[Required action] A verbatim repeat of the lines below is required, with the pictures removed.

[Data to examine]
•••••
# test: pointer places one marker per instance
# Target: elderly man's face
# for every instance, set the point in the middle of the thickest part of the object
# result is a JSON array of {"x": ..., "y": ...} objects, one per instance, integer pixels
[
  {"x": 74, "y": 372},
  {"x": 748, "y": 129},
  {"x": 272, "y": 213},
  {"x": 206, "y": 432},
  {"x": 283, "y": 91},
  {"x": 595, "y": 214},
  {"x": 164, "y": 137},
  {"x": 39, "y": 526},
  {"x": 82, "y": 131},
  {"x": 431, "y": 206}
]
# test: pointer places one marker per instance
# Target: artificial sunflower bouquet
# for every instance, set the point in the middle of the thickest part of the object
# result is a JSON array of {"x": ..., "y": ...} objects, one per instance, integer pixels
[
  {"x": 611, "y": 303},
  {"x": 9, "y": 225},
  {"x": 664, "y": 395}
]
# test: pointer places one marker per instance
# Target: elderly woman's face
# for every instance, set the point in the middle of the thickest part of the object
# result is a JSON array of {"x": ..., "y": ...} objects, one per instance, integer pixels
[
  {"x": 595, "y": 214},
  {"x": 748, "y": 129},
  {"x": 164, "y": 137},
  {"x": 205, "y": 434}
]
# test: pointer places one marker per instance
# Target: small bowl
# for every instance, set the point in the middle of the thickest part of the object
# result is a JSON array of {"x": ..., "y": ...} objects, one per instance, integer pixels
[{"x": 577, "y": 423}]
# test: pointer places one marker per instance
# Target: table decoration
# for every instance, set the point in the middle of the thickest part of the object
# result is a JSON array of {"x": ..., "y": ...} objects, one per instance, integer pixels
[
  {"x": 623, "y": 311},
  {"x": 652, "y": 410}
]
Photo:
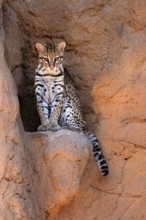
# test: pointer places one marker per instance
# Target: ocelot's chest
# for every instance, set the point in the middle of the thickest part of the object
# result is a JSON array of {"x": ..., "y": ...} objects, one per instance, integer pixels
[{"x": 52, "y": 87}]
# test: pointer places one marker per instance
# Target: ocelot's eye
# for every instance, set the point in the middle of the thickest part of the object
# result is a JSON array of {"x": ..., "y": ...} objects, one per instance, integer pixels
[
  {"x": 45, "y": 59},
  {"x": 57, "y": 59}
]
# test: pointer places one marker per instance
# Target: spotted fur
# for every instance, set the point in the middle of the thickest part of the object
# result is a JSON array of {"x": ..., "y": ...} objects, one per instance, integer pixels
[{"x": 57, "y": 103}]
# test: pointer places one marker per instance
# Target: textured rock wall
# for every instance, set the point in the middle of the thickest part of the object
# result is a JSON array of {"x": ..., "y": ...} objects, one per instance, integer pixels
[{"x": 106, "y": 57}]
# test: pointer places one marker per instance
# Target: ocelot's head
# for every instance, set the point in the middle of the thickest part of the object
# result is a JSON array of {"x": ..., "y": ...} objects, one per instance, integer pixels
[{"x": 51, "y": 56}]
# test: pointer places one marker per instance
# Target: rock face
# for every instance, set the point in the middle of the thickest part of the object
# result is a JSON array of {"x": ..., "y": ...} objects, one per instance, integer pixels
[{"x": 106, "y": 57}]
•••••
[Task response]
# test: pointer places one marker per instance
# Target: elderly man's face
# for every instance, set the point in the middle of the thickest part of the object
# result is a JSON array of {"x": ..., "y": ...} objects, one per instance, integer pixels
[
  {"x": 74, "y": 372},
  {"x": 748, "y": 129},
  {"x": 272, "y": 213},
  {"x": 206, "y": 432},
  {"x": 283, "y": 91},
  {"x": 595, "y": 214},
  {"x": 164, "y": 137},
  {"x": 39, "y": 526},
  {"x": 82, "y": 131},
  {"x": 431, "y": 206}
]
# test: pointer places one marker per instance
# Target: artificial sunflower bouquet
# for every instance, set the point in the middle of the thickest part of the object
# result is a JSON array of {"x": ..., "y": ...} objects, one per instance, integer pixels
[
  {"x": 611, "y": 303},
  {"x": 9, "y": 225},
  {"x": 664, "y": 395}
]
# test: pointer places one marker per instance
# Target: elderly woman's face
# for every instance, set the point in the middle of the thickest part of the object
# result is a JSON array of {"x": ..., "y": ...} objects, one per instance, integer pixels
[
  {"x": 595, "y": 214},
  {"x": 748, "y": 129},
  {"x": 164, "y": 137},
  {"x": 205, "y": 434}
]
# test: pointer places one marker per instance
# Target: small bowl
# for every instance, set the point in the middle of the thickest part of the object
# result is a JSON array of {"x": ..., "y": ...} objects, one per instance, integer pixels
[{"x": 577, "y": 423}]
# test: pointer places one marker per instance
# Target: table decoration
# for every instance, set the point in the middle of the thickest part of the object
# result is a JSON array of {"x": ..., "y": ...} objects, one per instance, integer pixels
[
  {"x": 623, "y": 311},
  {"x": 652, "y": 410}
]
Photo:
# test: pointer places one marker per instance
# Target: ocelot's chest
# for every instance, set the point in the middle of the thickest part of the object
# result is a JSON array of {"x": ..., "y": ...} objects, one per instance, integer pixels
[{"x": 52, "y": 87}]
# test: pointer places one marker per instance
# Target: ocelot's eye
# for every instance, set the point in the middle of the thickest part of the object
# result is a JSON array of {"x": ..., "y": ...} objects, one per instance, integer pixels
[
  {"x": 45, "y": 59},
  {"x": 57, "y": 59}
]
# test: pointer places one marker per instance
# Target: spotted fur
# for every instance, set the point in the middle of the thickest part of the object
# result is a JSON array of {"x": ..., "y": ...} objects, one per instance, integer pixels
[{"x": 57, "y": 103}]
# test: pointer places one marker per instance
# Target: textured rock wall
# for every instance, set the point in the middle of the thickest part of the object
# result is a JSON array of {"x": ..., "y": ...} objects, one per instance, integer pixels
[{"x": 106, "y": 57}]
# test: pointer places one marker per instance
# Target: ocelot's head
# for every instance, set the point in the middle of the thickest part of the object
# result is a JSON array of {"x": ..., "y": ...} objects, one per instance, integer pixels
[{"x": 51, "y": 56}]
# test: pointer places one marker per instance
# Target: rock face
# for every instance, set the point in the middle of the thickest part of the object
# result is a JSON array of {"x": ..., "y": ...} objects, one per instance, integer pixels
[{"x": 106, "y": 57}]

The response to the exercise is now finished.